### Exercise task:
Copy out every line from the one with "the dry grass" through the end of the records, and shift each point coordinate in the answers by -37, leaving all other numbers as they are.

### Object position labeling entries:
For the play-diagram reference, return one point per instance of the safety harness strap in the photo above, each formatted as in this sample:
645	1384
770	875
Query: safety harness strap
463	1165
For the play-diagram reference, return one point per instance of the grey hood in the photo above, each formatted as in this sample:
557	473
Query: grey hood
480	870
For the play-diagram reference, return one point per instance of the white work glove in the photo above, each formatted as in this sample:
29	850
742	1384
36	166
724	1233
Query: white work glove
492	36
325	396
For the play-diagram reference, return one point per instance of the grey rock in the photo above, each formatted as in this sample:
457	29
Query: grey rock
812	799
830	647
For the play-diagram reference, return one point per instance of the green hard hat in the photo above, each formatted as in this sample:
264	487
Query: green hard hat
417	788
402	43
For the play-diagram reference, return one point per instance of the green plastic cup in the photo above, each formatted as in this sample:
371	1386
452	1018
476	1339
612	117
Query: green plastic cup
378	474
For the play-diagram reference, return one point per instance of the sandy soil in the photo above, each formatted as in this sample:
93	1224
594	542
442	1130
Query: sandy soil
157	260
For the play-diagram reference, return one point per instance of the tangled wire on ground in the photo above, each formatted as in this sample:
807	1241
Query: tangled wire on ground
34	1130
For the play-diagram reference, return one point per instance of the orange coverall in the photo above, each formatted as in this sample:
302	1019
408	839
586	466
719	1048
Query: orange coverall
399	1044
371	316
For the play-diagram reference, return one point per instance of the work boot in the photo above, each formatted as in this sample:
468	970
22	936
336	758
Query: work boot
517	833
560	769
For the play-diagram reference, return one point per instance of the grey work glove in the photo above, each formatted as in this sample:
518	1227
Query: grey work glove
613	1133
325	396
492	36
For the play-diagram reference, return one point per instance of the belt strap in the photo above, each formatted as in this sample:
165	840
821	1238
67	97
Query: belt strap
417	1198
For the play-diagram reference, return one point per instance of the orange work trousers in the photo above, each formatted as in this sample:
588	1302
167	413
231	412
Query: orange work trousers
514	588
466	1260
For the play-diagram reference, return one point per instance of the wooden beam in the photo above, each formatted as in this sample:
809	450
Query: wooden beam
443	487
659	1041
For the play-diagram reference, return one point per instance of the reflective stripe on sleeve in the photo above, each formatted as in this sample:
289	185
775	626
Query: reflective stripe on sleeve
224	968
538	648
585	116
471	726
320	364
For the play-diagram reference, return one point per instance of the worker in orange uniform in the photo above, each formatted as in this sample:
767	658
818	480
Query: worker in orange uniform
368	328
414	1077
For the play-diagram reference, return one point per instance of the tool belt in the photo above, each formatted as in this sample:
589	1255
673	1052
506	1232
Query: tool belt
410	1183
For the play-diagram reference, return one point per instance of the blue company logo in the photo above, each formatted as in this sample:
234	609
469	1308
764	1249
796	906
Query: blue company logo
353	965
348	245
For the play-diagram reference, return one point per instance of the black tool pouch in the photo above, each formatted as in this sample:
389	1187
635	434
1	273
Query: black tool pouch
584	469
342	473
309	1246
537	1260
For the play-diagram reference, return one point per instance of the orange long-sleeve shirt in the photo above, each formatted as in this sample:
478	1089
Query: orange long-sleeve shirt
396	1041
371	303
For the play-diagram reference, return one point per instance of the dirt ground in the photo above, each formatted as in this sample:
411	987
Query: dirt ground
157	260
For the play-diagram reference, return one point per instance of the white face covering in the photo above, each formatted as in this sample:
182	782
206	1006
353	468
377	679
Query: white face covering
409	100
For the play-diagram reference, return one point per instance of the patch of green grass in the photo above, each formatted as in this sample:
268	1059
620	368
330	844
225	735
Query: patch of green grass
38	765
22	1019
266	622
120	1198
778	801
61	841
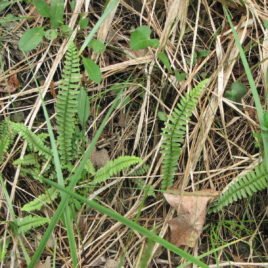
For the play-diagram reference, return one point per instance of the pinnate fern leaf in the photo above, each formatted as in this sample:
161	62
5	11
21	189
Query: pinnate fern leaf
242	187
41	200
66	105
29	222
174	131
115	166
33	140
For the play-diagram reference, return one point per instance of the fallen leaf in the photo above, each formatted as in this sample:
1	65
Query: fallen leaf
191	212
12	84
100	158
111	264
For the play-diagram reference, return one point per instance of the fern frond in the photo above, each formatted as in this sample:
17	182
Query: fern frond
32	139
242	187
29	222
174	131
28	160
140	171
66	105
115	166
41	200
6	139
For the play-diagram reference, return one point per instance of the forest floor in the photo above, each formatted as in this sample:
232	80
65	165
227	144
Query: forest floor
192	40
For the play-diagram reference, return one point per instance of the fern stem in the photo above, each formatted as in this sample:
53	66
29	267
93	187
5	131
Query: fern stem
75	179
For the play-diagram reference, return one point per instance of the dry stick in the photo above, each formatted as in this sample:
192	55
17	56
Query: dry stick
208	117
143	108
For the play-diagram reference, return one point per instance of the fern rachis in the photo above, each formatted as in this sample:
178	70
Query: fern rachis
66	105
243	187
174	131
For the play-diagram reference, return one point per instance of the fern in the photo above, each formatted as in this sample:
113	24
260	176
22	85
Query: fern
41	200
115	166
3	247
33	140
29	222
174	132
6	139
28	160
66	105
242	187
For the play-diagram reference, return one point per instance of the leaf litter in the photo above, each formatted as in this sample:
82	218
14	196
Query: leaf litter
191	209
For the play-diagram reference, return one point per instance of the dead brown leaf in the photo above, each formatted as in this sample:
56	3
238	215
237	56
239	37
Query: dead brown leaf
100	158
191	212
11	85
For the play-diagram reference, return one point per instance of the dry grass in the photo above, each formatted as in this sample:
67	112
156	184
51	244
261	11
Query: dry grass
219	142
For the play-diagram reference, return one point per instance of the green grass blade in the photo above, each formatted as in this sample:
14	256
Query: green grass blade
109	8
131	224
75	178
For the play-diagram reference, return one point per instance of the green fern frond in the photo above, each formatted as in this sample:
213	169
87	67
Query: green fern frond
28	160
66	105
174	132
6	139
140	171
32	139
29	222
115	166
242	187
41	200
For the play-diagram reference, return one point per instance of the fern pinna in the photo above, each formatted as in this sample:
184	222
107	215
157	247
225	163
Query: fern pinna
242	187
174	131
66	105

### The answer:
For the play-diagram reference, return one point per instance of the dry grass in the photo above, each formatted as in this sample:
67	112
156	184
51	244
261	11
Query: dry grass
182	105
For the play-diagram reference, return one point per instance of the green grass blade in the photo above, each formatted as in this sample:
14	256
Query: green grass blade
72	-29
94	187
38	141
For the play-diagram reference, return one point per instance of the green fern frond in the photo above, each formatted as in this sample:
213	169
87	67
Query: green fern frond
-9	123
29	68
137	95
-31	102
103	134
-5	102
-8	185
78	129
205	150
4	163
For the play-diagram reference, return one point per instance of the fern pinna in the photo above, each formatted as in this sample:
184	222
107	215
157	247
225	163
Query: fern pinna
205	150
137	94
29	68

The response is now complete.